▶ **ЗАДАНИЕ A**
Назовите всех, кроме командующего флотилией, кого упоминает приказ Верховного Главнокомандующего о взятии Пинска в тексте о днепровских моряках.
▶ **ЗАДАНИЕ B**
Сколько бойцов было в отряде морских пехотинцев, о котором говорится в тексте о боях за Пинск?
▶ **ЗАДАНИЕ C**
Продолжите текст о днепровских моряках в боях за Пинск с того места, где он заканчивается.

▶ **СТАТЬЯ**
______________________________
Пройдут ли корабли дальше?

Вновь, в третий раз с начала наступления, моряки-днепровцы были в числе тех, кому салютовала Москва. В приказе Верховного Главнокомандующего, посвященном взятию Пинска, упоминались помимо командующего флотилией командиры бригад С. М. Лялько и В. М. Митин, командиры дивизионов капитан 3 ранга А. И. Песков, капитан-лейтенанты И. П. Михайлов, Н. М. Лупачев, О. К. Селянкин. Бои за Пинск как бы подводили итог действиям флотилии на белорусских реках.

Краснофлотцам, старшинам и офицерам вручались боевые награды. Командующий фронтом предложил представить к награде наиболее отличившихся командиров соединений и частей.

Незадолго перед этим был учрежден очень почетный для моряков орден Нахимова. Военный совет флотилии решил, что награждения им достоин прежде всего командир 1-й бригады кораблей Степан Максимович Лялько. К ордену Нахимова II степени были представлены также командир гвардейского дивизиона бронекатеров А. И. Песков и начальник штаба флотилии К. М. Балакирев. К ордену Красного Знамени — начальник политотдела флотилии В. И. Семин, начальник оперативного отдела Е. С. Колчин, командир 2-й бригады кораблей В. М. Митин, командир дивизиона плавбатарей К. В. Максименко и другие товарищи. Награждение их последовало через несколько дней.

Стремясь справедливо оценить заслуги отличившихся, мы не могли не отдать должного небольшому — всего 30 бойцов! — отряду морских пехотинцев, которым после гибели младшего лейтенанта Чалого командовал главный старшина Попов. В Пинском десанте отряд еще раз достойно справился с нелегкой задачей группы первого броска. И все двое суток, в течение которых десант сражался на изолированном плацдарме, эти моряки не переставали быть его штурмовым авангардом.

Они самоотверженно устраняли возникавшие на пути десантников препятствия. Отделение сержанта Столярова обезвредило двухамбразурный вражеский дзот. Другой подавили и захватили старшина 2-й статьи Канареев с двумя краснофлотцами. Пробравшись затем дальше в город, эти трое храбрецов забросали гранатами ночное сборище фашистских офицеров в кинотеатре. Переполох у гитлеровцев, которые, вероятно, еще не уразумели, откуда взялись в центре города русские, помог десантникам продвинуться в новые кварталы. А сутки спустя, когда отбивались контратаки превосходящих сил врага, главстаршина Попов провел в немецкие тылы большую часть своего отряда, облегчив положение на соседнем участке плацдарма.
______________________________
Сохранённые записи
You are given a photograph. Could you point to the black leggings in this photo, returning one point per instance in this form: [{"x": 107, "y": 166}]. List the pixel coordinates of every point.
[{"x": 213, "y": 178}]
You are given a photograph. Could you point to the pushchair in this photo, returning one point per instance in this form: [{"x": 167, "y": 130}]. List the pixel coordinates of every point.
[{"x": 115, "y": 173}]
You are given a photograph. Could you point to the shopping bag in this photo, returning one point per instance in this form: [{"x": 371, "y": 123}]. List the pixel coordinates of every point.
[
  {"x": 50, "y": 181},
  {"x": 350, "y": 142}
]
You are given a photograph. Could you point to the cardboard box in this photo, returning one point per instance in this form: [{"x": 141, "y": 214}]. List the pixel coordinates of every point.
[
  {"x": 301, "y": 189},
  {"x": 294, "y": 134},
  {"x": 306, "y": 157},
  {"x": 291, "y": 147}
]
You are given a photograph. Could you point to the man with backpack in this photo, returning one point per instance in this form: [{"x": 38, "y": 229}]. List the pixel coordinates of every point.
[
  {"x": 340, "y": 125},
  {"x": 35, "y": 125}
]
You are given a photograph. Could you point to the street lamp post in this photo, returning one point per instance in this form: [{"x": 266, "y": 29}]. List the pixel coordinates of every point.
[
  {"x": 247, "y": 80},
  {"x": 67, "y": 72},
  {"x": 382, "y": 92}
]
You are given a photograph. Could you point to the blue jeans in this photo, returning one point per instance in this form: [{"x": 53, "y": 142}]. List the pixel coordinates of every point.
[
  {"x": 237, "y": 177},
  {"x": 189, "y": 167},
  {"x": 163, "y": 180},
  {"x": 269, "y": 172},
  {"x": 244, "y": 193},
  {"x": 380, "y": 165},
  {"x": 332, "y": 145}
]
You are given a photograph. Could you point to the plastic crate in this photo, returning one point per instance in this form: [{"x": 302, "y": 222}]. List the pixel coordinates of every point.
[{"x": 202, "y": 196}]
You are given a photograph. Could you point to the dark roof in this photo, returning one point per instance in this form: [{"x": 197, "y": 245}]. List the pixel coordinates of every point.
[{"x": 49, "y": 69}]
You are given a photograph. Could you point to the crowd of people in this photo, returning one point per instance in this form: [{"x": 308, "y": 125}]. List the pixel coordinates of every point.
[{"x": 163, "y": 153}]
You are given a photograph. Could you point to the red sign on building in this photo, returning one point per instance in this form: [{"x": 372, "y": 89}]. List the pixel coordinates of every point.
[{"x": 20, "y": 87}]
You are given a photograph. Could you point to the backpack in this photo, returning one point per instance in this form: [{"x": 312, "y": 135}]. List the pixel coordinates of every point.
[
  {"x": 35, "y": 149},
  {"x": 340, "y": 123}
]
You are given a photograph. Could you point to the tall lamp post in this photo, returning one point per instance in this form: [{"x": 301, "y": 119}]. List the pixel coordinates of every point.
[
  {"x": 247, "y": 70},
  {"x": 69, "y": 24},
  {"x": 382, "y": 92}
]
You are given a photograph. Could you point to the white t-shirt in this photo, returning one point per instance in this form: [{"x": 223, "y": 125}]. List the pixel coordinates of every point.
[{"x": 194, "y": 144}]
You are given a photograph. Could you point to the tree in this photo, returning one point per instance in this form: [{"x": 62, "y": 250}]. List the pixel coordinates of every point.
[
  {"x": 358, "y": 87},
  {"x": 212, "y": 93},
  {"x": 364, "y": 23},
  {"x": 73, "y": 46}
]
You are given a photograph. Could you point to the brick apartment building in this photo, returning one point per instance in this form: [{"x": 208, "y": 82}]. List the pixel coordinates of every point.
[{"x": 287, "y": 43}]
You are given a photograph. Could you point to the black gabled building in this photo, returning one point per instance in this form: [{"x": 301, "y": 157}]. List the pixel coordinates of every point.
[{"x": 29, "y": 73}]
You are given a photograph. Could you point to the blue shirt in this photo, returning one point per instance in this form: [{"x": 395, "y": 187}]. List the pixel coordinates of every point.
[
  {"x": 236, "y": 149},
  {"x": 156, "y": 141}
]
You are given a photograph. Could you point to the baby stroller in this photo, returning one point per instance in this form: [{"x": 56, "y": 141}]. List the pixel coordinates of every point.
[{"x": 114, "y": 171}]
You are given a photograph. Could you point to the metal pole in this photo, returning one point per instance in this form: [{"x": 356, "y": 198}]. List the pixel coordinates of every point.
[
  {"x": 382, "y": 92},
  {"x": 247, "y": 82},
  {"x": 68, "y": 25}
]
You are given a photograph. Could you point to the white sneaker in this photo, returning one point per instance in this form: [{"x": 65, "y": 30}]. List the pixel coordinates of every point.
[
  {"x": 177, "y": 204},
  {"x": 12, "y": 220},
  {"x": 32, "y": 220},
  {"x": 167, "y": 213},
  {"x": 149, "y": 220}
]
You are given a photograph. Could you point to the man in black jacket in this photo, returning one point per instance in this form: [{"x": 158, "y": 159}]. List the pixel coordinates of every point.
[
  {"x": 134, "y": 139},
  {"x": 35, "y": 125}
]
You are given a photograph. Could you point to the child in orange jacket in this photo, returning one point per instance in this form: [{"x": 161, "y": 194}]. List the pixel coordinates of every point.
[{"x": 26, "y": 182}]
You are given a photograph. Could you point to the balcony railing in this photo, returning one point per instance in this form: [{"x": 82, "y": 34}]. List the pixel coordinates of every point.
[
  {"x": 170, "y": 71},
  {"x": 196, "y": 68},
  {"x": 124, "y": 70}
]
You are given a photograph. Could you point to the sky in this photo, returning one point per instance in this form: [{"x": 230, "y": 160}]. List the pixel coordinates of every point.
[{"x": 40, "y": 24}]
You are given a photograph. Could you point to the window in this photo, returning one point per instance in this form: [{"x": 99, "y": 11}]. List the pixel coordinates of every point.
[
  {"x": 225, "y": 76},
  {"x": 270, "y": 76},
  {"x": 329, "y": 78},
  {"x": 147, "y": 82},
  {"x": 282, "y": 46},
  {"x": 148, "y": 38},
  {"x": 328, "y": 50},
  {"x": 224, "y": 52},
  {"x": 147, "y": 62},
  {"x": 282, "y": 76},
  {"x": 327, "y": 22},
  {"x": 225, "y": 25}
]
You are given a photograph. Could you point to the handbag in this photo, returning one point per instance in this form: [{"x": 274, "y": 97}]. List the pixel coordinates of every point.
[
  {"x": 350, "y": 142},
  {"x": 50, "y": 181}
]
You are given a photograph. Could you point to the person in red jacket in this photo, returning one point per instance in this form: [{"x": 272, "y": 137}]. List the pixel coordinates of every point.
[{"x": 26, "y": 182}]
______________________________
▶ **РЕЗУЛЬТАТ A**
Командиры бригад С. М. Лялько и В. М. Митин, командир дивизиона капитан 3 ранга А. И. Песков, командиры дивизионов капитан-лейтенанты И. П. Михайлов, Н. М. Лупачев и О. К. Селянкин.

▶ **РЕЗУЛЬТАТ B**
Всего 30 бойцов.

▶ **РЕЗУЛЬТАТ C**
Показали себя бойцы отряда и во многом другом. Когда было суммировано все сделанное ими с начала боев на Припяти, итог получился такой, что составил бы честь роте, а то и батальону. И командование флотилии сочло своим долгом ходатайствовать о присвоении самым доблестным, многократно отличившимся морским пехотинцам звания Героя Советского Союза.

А буквально через несколько часов после того, как наши корабли вошли в Пинский порт, стало известно, что Военный совет фронта представляет к ордену Красного Знамени флотилию, а также 1-ю и 2-ю бригады кораблей и 2-й гвардейский дивизион бронекатеров.

Десять дней спустя — забегаю тут немного вперед — был получен Указ Президиума Верховного Совета СССР и состоялись торжества, посвященные вручению орденов, а также подъему флагов на бронекатерах капитана 3 ранга Пескова. (По действовавшему положению, в награжденных бригадах, как и на флотилии, орден прикреплялся к их знамени, а в награжденном дивизионе флаг с изображением ордена поднимал каждый корабль.)

Дивизион построился колонной на тихой Пине напротив того места, где был высажен первый эшелон десанта. Александр Иванович Песков, всегда спокойный в боевой обстановке, теперь и не пытался скрыть волнения. С головного катера он скомандовал: «На Краснознаменные гвардейские флаги!..» На верхних палубах замерли на минуту моряки, и развернулись над ними стяги с символами их доблести — самые почетные корабельные флаги из всех существующих на флоте.

На собрании личного состава, состоявшемся после вручения наград, говорилось, что здесь, на берегу Пины, обязательно будет стоять памятник морякам и десантникам, павшим при освобождении города. И такой памятник давно уже сооружен — им стал поднятый на пьедестал геройский бронекатер № 92.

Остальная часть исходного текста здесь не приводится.